Task to complete ▸ Recast the material below as a numbered list with one line per item, skipping any blank lines and leaving out the picture.

[Location labeling records]
——

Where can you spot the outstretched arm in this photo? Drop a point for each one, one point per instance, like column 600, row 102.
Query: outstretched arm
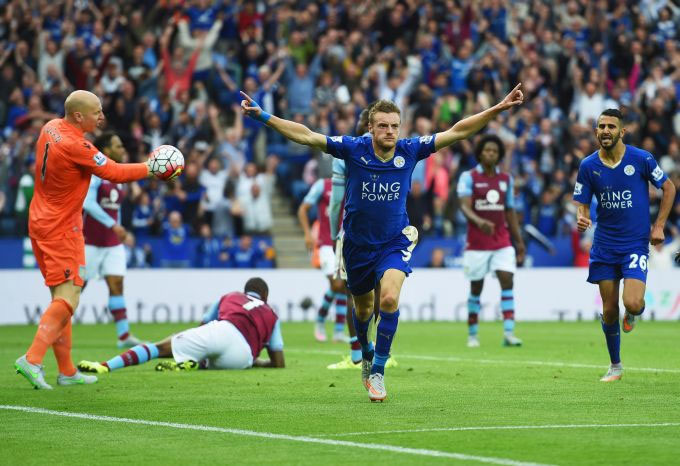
column 657, row 236
column 275, row 360
column 470, row 125
column 293, row 131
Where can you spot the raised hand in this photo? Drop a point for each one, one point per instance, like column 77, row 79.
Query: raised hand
column 515, row 97
column 250, row 107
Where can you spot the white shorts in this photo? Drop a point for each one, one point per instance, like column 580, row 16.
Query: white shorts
column 103, row 261
column 476, row 264
column 219, row 341
column 327, row 259
column 339, row 269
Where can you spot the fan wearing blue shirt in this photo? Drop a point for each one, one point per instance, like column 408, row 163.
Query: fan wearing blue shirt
column 618, row 175
column 378, row 239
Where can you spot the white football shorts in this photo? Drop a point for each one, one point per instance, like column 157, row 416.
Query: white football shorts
column 339, row 269
column 219, row 341
column 104, row 261
column 327, row 260
column 476, row 264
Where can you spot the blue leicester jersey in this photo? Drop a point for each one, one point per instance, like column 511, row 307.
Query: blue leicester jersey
column 376, row 191
column 622, row 195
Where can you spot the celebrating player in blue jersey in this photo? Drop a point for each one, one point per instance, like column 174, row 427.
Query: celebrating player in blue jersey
column 618, row 176
column 378, row 239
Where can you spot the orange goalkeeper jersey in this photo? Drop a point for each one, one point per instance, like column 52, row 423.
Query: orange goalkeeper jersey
column 65, row 160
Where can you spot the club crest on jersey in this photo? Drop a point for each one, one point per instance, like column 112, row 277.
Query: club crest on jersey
column 492, row 196
column 99, row 159
column 657, row 174
column 578, row 189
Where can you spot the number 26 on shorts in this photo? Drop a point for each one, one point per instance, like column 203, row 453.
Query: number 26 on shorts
column 638, row 260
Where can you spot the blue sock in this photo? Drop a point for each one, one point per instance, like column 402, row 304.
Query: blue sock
column 508, row 310
column 117, row 310
column 136, row 355
column 387, row 327
column 340, row 312
column 325, row 305
column 362, row 335
column 355, row 349
column 473, row 314
column 613, row 337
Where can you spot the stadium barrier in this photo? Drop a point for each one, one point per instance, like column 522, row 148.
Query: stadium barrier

——

Correct response ▸
1. Where can you spot the outstretched arm in this photo? Drop a point for each one, one point per instance, like column 600, row 102.
2. Query: outstretched arm
3. column 657, row 236
4. column 275, row 360
5. column 470, row 125
6. column 293, row 131
7. Where can you spot the raised hand in this photo? Drop a point for each one, one point per instance, like column 77, row 79.
8. Query: raised hand
9. column 515, row 97
10. column 250, row 107
11. Where can you spot the white shorts in this photo? Drop a point for each one, one point per instance, like column 580, row 16.
12. Query: white shorts
13. column 103, row 261
14. column 476, row 264
15. column 219, row 341
16. column 327, row 259
17. column 339, row 269
18. Where can you spot the fan wearing blue shirt in this photo? Drop a point for each one, one point per instance, like column 408, row 163.
19. Query: fan wearing blue shirt
20. column 618, row 175
21. column 378, row 239
22. Where can you spot the white football shorts in this photo? Drop a point for each one, one point per instance, like column 157, row 416.
23. Query: white football shorts
24. column 339, row 269
25. column 219, row 341
26. column 104, row 261
27. column 327, row 260
28. column 476, row 264
29. Where can you spot the blue leicester jersey in this photo? Drop a point for each one, one point per instance, like column 511, row 307.
30. Query: blue leicester jersey
31. column 376, row 191
32. column 622, row 195
33. Where can you spot the celebrating player in blue jersey in this photo? Drop a point for each one, one point per instance, like column 174, row 427.
34. Query: celebrating player in blue jersey
35. column 618, row 176
36. column 378, row 239
37. Where can you spot the orange goalkeeper jersey in this photo? Drop a point for each one, one point per instance, like column 52, row 423.
38. Query: orange goalkeeper jersey
39. column 65, row 160
40. Where can you spot the club crest on jersey in this photo? Drop a point for each one, one point per instance, like column 112, row 277.
41. Query: club crest on jersey
42. column 492, row 196
43. column 99, row 159
44. column 657, row 174
45. column 578, row 189
46. Where can you spot the number 26 on shorts in this photo? Drop a point for each one, one point per instance, like column 203, row 453.
47. Query: number 26 on shorts
48. column 638, row 260
49. Where can you spot the blue sock in this photo? Drop a point for each one, one point per instance, like column 402, row 304.
50. Query: blue sock
51. column 508, row 310
52. column 117, row 310
53. column 136, row 355
54. column 387, row 327
55. column 340, row 312
56. column 325, row 305
57. column 362, row 335
58. column 355, row 349
59. column 473, row 314
60. column 613, row 337
61. Where can you spot the stadium barrier in this photo? Drop a point for each one, one point per instance, like column 522, row 148.
62. Query: stadium barrier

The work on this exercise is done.